**What you are asked to do:**
Reproduce the part of the summer scholars article that starts with "Geneva summer scholars" and goes on through "they had collected.", without changing any wording.

Geneva summer scholars study bees, tempeh, hummus
By Amanda Garris
It’s a question that has perplexed pumpkin producers for years: Why aren’t patches supplemented with beehives to aid pollination producing more pumpkins?
Aspiring Cornell entomologist Alexandra Gresov ’14 may have found the answer, after spending her summer catching hundreds of bees on their way back to their hives and determining their foraging fidelity by examining the pollen they had collected.
She discovered the bees were commuting outside the pumpkin patch for pollen; in fact, quantities of pumpkin pollen were actually lower than any other pollen type for both honeybees and bumblebees. Corn was most common on honeybees, and pea-type plants (such as beans, clover and trefoil) were most common on the bumblebees.
Gresov, a biology major and president of the Cornell Beekeeping Club who worked with entomology professor Brian Nault and postdoctoral research associate Jessica Petersen, managed to get stung only three times. She said the project is just the first step in figuring out what drives pollination behavior and what is trumping proximity.
She was one of 28 students selected from top universities around the country to participate in the summer scholars program at Cornell’s New York State Agricultural Experiment Station in Geneva (NYSAES). Other students investigated topics in the fields of entomology, food science, horticulture and plant pathology/plant microbe biology.
Before starting his project, Penn State food science major Kenneth Vogel had never tried tempeh, a fermented soybean product common in Indonesian cuisine. After a summer of experiments, he prefers tempeh on plates of media in the lab than on a dinner plate, but he’s hooked on research in microbial food safety.
“In 2012 there was an outbreak of foodborne illness traced back to Salmonella contamination of the tempeh starter in North Carolina,” Vogel said. “In traditional production, the rehydrating soybeans are acidified by lactic acid bacteria which deter pathogens. For commercial production in the United States, the parameters for safe processing haven’t been worked out.”

**Stored data:**
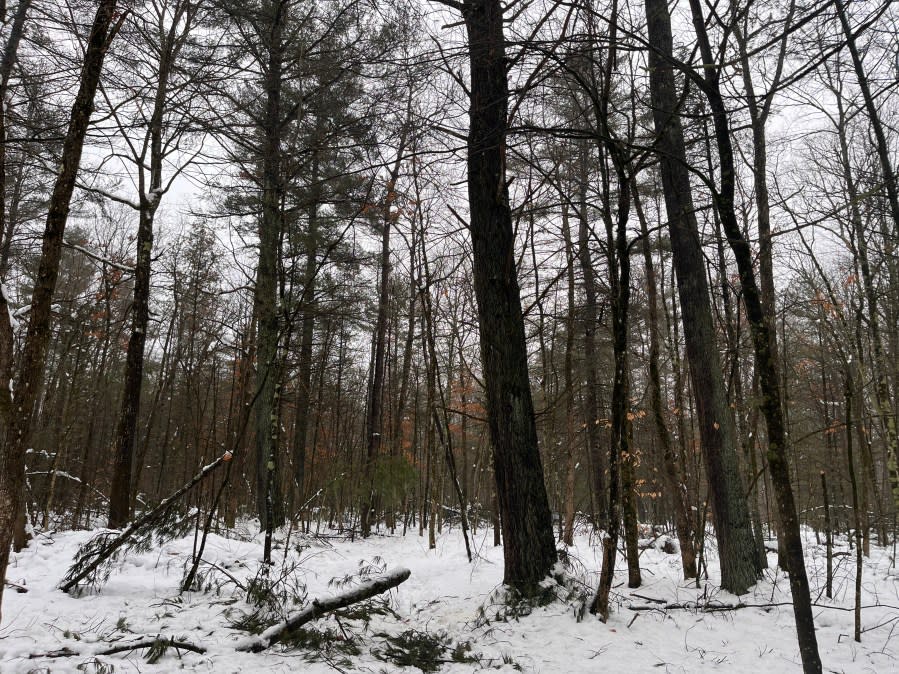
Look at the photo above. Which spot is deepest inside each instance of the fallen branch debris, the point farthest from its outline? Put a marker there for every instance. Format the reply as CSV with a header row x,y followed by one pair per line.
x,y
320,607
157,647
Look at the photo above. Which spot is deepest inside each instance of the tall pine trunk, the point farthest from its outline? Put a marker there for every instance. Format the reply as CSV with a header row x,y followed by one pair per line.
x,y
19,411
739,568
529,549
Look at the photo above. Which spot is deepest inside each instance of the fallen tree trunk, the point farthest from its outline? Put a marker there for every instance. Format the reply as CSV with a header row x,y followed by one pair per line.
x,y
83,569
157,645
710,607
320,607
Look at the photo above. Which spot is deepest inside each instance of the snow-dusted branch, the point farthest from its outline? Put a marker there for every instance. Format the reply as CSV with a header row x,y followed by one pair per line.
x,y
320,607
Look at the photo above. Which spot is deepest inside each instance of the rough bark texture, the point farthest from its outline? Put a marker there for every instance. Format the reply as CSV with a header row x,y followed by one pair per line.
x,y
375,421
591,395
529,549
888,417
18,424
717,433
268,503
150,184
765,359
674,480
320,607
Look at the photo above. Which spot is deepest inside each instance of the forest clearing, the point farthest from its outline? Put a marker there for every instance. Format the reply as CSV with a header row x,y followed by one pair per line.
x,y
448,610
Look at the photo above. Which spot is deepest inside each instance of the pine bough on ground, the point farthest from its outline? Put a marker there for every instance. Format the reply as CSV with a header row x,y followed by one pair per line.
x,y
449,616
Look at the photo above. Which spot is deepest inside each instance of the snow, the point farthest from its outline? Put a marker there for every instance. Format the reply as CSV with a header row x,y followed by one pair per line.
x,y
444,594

...

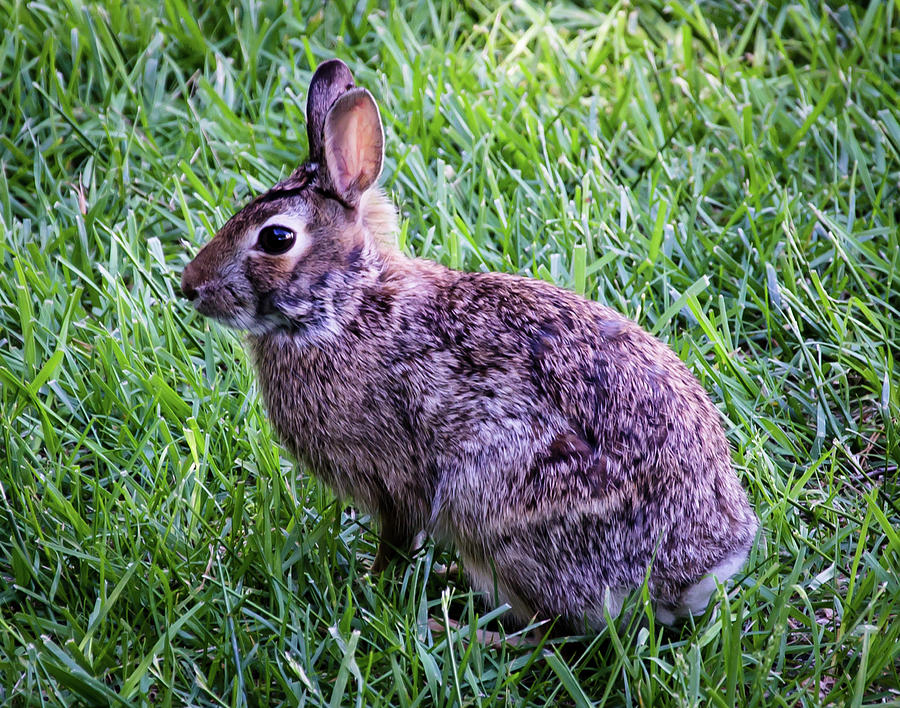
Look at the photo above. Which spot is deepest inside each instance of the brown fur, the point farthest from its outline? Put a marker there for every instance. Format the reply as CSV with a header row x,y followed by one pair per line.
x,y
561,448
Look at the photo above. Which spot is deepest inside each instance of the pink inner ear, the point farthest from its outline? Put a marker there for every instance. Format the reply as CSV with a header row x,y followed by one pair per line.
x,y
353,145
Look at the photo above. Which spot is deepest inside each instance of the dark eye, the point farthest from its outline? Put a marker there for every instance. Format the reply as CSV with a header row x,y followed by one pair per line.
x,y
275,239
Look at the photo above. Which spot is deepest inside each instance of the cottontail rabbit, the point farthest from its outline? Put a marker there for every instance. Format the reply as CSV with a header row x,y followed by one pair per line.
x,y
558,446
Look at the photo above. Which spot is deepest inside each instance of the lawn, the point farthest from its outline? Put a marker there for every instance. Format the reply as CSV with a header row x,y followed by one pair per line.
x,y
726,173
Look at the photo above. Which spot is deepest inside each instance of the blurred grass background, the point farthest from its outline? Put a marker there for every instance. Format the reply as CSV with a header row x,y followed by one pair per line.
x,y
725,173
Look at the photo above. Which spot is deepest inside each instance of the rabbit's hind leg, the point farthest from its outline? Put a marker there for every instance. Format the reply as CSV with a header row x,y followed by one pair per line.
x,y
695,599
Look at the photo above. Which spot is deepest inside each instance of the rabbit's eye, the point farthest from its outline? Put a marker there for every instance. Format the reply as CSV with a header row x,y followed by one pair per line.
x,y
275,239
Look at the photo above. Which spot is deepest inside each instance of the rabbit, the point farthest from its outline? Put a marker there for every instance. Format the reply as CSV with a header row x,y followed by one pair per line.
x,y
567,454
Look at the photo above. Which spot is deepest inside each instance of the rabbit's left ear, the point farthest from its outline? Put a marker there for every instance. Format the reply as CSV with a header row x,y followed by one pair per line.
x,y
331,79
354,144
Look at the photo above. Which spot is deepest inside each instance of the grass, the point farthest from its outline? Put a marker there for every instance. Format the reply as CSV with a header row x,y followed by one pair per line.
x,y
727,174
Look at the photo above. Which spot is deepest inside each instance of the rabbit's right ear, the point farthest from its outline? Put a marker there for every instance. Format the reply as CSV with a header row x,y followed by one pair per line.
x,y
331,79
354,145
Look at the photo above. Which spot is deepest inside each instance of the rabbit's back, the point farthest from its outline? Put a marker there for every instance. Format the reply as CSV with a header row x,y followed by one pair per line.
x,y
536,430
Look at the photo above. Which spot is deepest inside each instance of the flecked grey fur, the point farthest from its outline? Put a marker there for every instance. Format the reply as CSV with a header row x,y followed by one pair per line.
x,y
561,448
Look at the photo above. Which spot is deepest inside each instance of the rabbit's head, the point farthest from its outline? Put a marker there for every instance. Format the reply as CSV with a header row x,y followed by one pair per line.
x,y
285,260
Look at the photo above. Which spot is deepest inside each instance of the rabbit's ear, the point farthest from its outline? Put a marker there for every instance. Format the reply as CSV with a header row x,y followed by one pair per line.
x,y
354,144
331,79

---

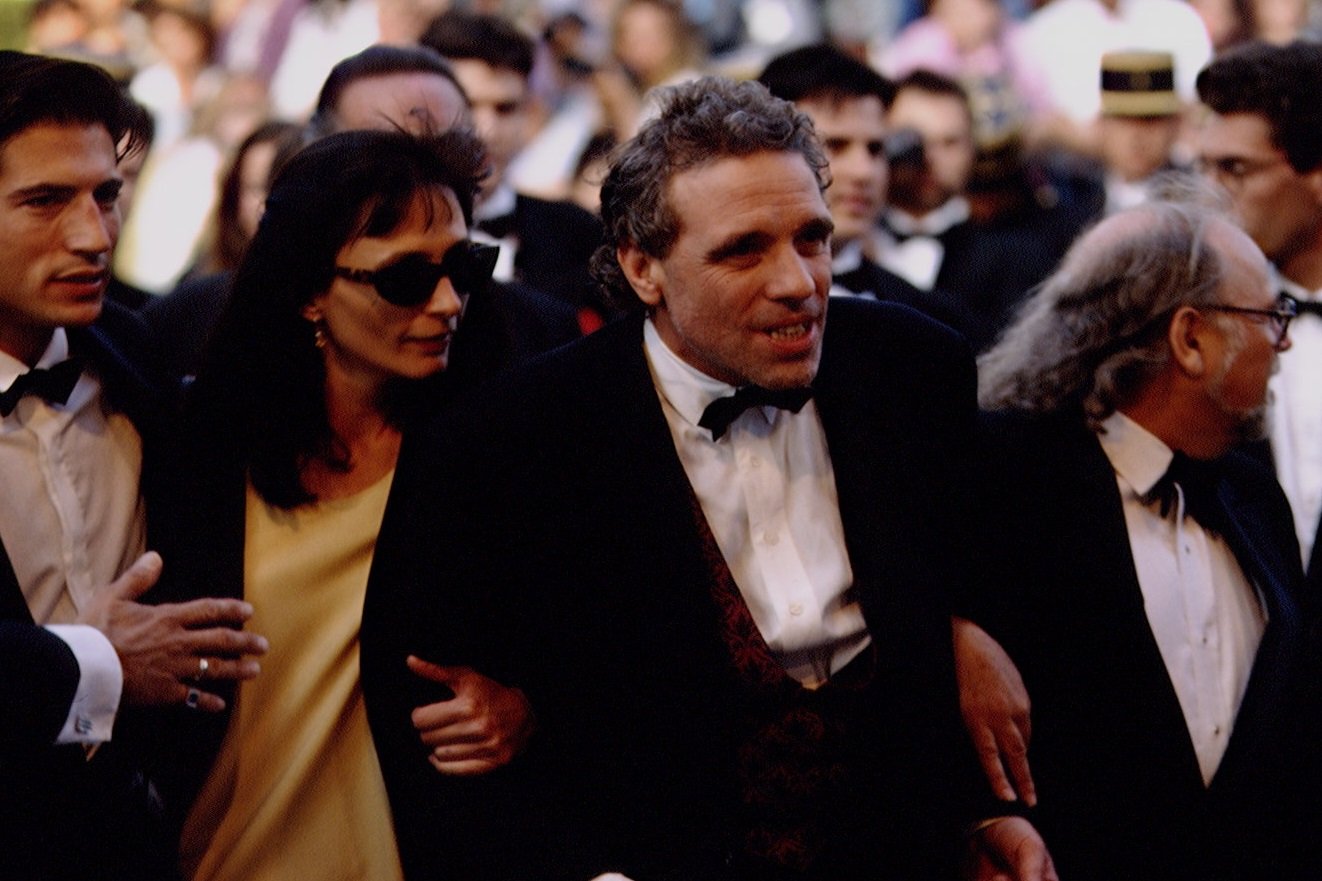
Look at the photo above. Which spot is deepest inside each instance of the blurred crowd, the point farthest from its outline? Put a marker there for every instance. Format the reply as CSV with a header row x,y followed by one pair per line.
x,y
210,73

**Exercise solution:**
Geneva summer scholars study bees, tempeh, hummus
By Amanda Garris
It’s a question that has perplexed pumpkin producers for years: Why aren’t patches supplemented with beehives to aid pollination producing more pumpkins?
Aspiring Cornell entomologist Alexandra Gresov ’14 may have found the answer, after spending her summer catching hundreds of bees on their way back to their hives and determining their foraging fidelity by examining the pollen they had collected.